> Work required: Copy each line of the listing below exactly.
____ Supplied material
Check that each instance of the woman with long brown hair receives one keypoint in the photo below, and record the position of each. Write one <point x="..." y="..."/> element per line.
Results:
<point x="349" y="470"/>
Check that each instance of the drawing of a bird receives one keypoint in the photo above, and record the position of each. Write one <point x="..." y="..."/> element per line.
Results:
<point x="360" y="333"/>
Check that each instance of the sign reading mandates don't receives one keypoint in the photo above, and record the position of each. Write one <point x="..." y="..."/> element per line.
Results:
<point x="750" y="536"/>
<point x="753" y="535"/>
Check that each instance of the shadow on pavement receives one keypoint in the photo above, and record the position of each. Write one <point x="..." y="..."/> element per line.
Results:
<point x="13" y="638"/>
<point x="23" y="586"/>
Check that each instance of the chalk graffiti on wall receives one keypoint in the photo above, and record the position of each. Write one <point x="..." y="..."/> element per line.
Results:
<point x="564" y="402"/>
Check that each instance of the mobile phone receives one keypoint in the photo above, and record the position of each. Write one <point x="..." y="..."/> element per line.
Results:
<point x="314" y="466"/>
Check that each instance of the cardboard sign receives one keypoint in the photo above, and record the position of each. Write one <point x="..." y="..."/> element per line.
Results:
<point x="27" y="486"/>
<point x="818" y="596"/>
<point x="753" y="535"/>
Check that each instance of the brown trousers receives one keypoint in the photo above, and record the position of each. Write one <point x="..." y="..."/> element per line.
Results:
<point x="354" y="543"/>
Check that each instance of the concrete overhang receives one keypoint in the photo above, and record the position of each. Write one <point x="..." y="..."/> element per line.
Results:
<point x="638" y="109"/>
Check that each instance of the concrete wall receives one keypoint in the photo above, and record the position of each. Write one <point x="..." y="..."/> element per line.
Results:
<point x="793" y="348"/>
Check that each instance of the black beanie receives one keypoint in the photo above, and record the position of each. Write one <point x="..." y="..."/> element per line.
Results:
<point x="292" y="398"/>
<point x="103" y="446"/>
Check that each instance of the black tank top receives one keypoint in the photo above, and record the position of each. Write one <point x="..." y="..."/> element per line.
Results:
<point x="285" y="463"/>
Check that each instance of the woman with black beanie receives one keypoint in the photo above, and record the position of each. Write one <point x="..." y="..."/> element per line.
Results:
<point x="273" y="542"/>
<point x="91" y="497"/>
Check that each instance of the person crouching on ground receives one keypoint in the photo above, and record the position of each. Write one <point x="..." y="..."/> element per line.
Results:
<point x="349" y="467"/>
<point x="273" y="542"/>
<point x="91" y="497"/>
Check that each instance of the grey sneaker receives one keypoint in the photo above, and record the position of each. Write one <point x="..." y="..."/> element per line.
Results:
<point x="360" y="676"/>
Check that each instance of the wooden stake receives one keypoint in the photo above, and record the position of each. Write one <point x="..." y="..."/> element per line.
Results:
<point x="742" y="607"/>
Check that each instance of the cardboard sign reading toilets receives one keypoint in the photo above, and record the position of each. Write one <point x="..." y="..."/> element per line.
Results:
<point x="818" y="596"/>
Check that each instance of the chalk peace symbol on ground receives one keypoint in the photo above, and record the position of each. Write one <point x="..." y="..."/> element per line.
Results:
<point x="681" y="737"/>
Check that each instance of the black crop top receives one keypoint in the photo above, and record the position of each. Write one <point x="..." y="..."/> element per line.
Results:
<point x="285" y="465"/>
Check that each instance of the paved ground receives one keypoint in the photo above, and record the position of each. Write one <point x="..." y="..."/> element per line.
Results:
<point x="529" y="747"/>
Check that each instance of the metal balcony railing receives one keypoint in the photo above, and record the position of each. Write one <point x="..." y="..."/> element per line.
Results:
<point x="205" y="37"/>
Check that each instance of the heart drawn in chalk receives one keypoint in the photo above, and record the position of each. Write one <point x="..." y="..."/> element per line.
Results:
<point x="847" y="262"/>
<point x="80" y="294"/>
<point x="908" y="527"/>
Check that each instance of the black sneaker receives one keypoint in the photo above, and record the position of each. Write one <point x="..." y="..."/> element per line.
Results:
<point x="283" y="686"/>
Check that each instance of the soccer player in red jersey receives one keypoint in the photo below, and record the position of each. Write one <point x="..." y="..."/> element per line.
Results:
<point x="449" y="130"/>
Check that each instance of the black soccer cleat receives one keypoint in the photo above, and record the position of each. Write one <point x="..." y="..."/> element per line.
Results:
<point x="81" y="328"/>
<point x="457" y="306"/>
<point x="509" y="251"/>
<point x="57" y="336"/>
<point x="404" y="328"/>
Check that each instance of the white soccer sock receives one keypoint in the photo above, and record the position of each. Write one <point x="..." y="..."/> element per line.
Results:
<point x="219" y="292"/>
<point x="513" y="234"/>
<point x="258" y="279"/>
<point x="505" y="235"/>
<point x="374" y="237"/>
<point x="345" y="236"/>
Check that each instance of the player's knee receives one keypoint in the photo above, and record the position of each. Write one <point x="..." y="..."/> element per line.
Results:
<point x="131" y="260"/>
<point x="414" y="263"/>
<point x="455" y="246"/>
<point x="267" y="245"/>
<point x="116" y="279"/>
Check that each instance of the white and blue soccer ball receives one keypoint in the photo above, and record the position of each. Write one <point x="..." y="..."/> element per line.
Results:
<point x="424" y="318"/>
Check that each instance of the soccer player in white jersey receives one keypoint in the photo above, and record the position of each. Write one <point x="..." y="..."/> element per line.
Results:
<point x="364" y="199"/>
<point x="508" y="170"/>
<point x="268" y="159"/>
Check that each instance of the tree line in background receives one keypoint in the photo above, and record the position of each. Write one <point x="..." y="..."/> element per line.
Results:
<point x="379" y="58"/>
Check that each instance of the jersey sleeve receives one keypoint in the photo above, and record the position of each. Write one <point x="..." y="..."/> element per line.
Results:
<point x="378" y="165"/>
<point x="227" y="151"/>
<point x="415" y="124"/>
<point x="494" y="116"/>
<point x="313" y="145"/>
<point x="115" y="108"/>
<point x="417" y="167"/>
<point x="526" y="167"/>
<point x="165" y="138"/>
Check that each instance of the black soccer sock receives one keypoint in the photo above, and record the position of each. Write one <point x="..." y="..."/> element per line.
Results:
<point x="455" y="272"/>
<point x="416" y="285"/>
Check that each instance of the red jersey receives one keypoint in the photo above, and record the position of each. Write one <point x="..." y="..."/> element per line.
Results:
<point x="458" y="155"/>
________
> Task solution:
Check that each instance of the woman with long brown hair receives one keypoint in the photo below, and record the position of each. Write one <point x="..." y="..."/> element per line.
Results:
<point x="349" y="470"/>
Check that each instance of the drawing of a bird receives one keypoint in the photo above, and record the position of each. Write one <point x="..." y="..."/> element per line.
Results:
<point x="360" y="333"/>
Check that each instance of the sign reading mandates don't receives one keypoint in the photo above, and record the position of each. Write one <point x="..." y="..."/> element per line.
Results:
<point x="750" y="536"/>
<point x="753" y="535"/>
Check that each instance of the shadow on pavement receives one keypoint in the photo above, and record the position of each. Write one <point x="..." y="..."/> element per line.
Results:
<point x="13" y="638"/>
<point x="23" y="586"/>
Check that each instance of the chalk graffiti on wall receives one keypoint in the photo above, and record the position of each. Write one <point x="..." y="..."/> element per line.
Results:
<point x="564" y="402"/>
Check that each instance of the mobile phone receives one keypoint in the photo above, and record the position of each. Write one <point x="..." y="..."/> element per line.
Results:
<point x="314" y="466"/>
Check that each instance of the cardboard sign receives one keypoint in the photo above, and record the position of each. Write one <point x="..." y="..."/> element per line.
Results:
<point x="27" y="486"/>
<point x="818" y="596"/>
<point x="753" y="535"/>
Check that each instance of the brown trousers receives one keypoint in the photo above, and record the position of each. Write one <point x="..." y="..."/> element per line.
Results:
<point x="354" y="543"/>
Check that each instance of the concrete overhang receives one keypoint in the photo above, and record the position of each. Write one <point x="..." y="..."/> element per line.
Results:
<point x="638" y="109"/>
Check that each instance of the concrete wall receives one keypoint in the photo above, and record the position of each. Write one <point x="..." y="..."/> element per line.
Results:
<point x="793" y="348"/>
Check that each instance of the black beanie receives one keypoint in the photo above, and record the position of each. Write one <point x="..." y="..."/> element per line.
Results:
<point x="292" y="398"/>
<point x="103" y="446"/>
Check that each instance of the black tank top receives one keypoint in the photo above, and record the position of each. Write one <point x="..." y="..."/> element per line.
Results:
<point x="285" y="463"/>
Check that each instance of the woman with black beanie receives one keypoint in the photo above, and record the position of each. Write one <point x="..." y="..."/> element per line.
Results:
<point x="273" y="542"/>
<point x="91" y="497"/>
Check that each instance of the person crouching on ground receives one keypoint in the photo above, and record the position of each. Write one <point x="..." y="..."/> element per line.
Results:
<point x="349" y="467"/>
<point x="273" y="542"/>
<point x="91" y="497"/>
Check that each instance of the grey sneaker receives one keypoint in the photo above, and record the position of each. Write one <point x="..." y="..."/> element per line.
Results:
<point x="360" y="676"/>
Check that each instance of the wooden stake receives one keypoint in the photo above, and record the position of each. Write one <point x="..." y="..."/> element per line.
Results:
<point x="742" y="607"/>
Check that each instance of the cardboard sign reading toilets receives one keypoint in the photo above, and record the position of each. Write one <point x="..." y="..."/> element per line.
Results:
<point x="818" y="596"/>
Check that each instance of the chalk peace symbol on ground receives one keypoint in the photo above, and record the position of each. Write one <point x="..." y="..."/> element per line.
Results:
<point x="681" y="737"/>
Check that each instance of the black crop top receives one keypoint in the photo above, and record the position of each. Write one <point x="..." y="..."/> element per line.
Results:
<point x="285" y="465"/>
Check that each instance of the paved ground receives one keypoint in the photo above, and record the position of each. Write one <point x="..." y="..."/> element per line.
Results:
<point x="529" y="747"/>
Check that each instance of the metal balcony railing receives one keypoint in the photo above, and record the position of each. Write one <point x="..." y="..."/> element per line.
Results:
<point x="205" y="37"/>
Check that each instance of the heart drawn in chalk receives one keypoint in the photo above, and record the position of each. Write one <point x="..." y="..."/> element per line.
Results:
<point x="847" y="262"/>
<point x="80" y="294"/>
<point x="908" y="527"/>
Check that each instance of the black sneaker receives one keypoint in the photo above, and record the position of each. Write one <point x="..." y="..."/> element per line.
Results:
<point x="283" y="686"/>
Check that each instance of the soccer player in red jersey receives one keypoint in the photo below, and record the position of each. Write one <point x="..." y="..."/> element per line.
Results:
<point x="449" y="130"/>
Check that each instance of the black soccer cleat receives one keypoint in the photo above, and record the position of each. Write one <point x="..." y="..."/> element per line.
Results:
<point x="81" y="328"/>
<point x="457" y="306"/>
<point x="509" y="251"/>
<point x="57" y="336"/>
<point x="404" y="328"/>
Check that each instance of the white soccer sock receives one keypoint in the photo above, and record the position of each. Write one <point x="..." y="..."/> element per line.
Results:
<point x="219" y="292"/>
<point x="513" y="234"/>
<point x="258" y="279"/>
<point x="505" y="235"/>
<point x="374" y="237"/>
<point x="345" y="236"/>
Check that each instance of the player's knee receives one keypoint in the photo above, and record the position of each. Write one <point x="..." y="..."/> element per line.
Results:
<point x="131" y="260"/>
<point x="414" y="263"/>
<point x="455" y="246"/>
<point x="267" y="245"/>
<point x="116" y="279"/>
Check that each instance of the white and blue soccer ball receives one keypoint in the photo above, and record the position of each. Write one <point x="..." y="..."/> element per line.
Results:
<point x="424" y="318"/>
Check that each instance of the soccer player in white jersey receives one keypoint in the photo above, and record the position of each. Write one <point x="..." y="..."/> element per line.
Results:
<point x="364" y="199"/>
<point x="508" y="170"/>
<point x="268" y="159"/>
Check that each instance of the tree line in background receives one keypoint in the photo above, and record the position of each. Write one <point x="..." y="..."/> element per line.
Results:
<point x="379" y="58"/>
Check that each instance of the jersey sleeve receives one keypoint in the photo above, and record the position of each. Write one <point x="..." y="..."/> element per line.
Results:
<point x="378" y="165"/>
<point x="227" y="151"/>
<point x="415" y="124"/>
<point x="494" y="116"/>
<point x="313" y="145"/>
<point x="115" y="108"/>
<point x="417" y="167"/>
<point x="526" y="167"/>
<point x="165" y="138"/>
Check that each instance of the black soccer sock receives one keypoint in the photo above, and record the position of each. Write one <point x="..." y="..."/> element per line.
Results:
<point x="455" y="272"/>
<point x="416" y="285"/>
Check that each instance of the red jersey receives one keypoint in the photo above, and record the position of each. Write one <point x="..." y="..."/> element per line.
Results:
<point x="458" y="155"/>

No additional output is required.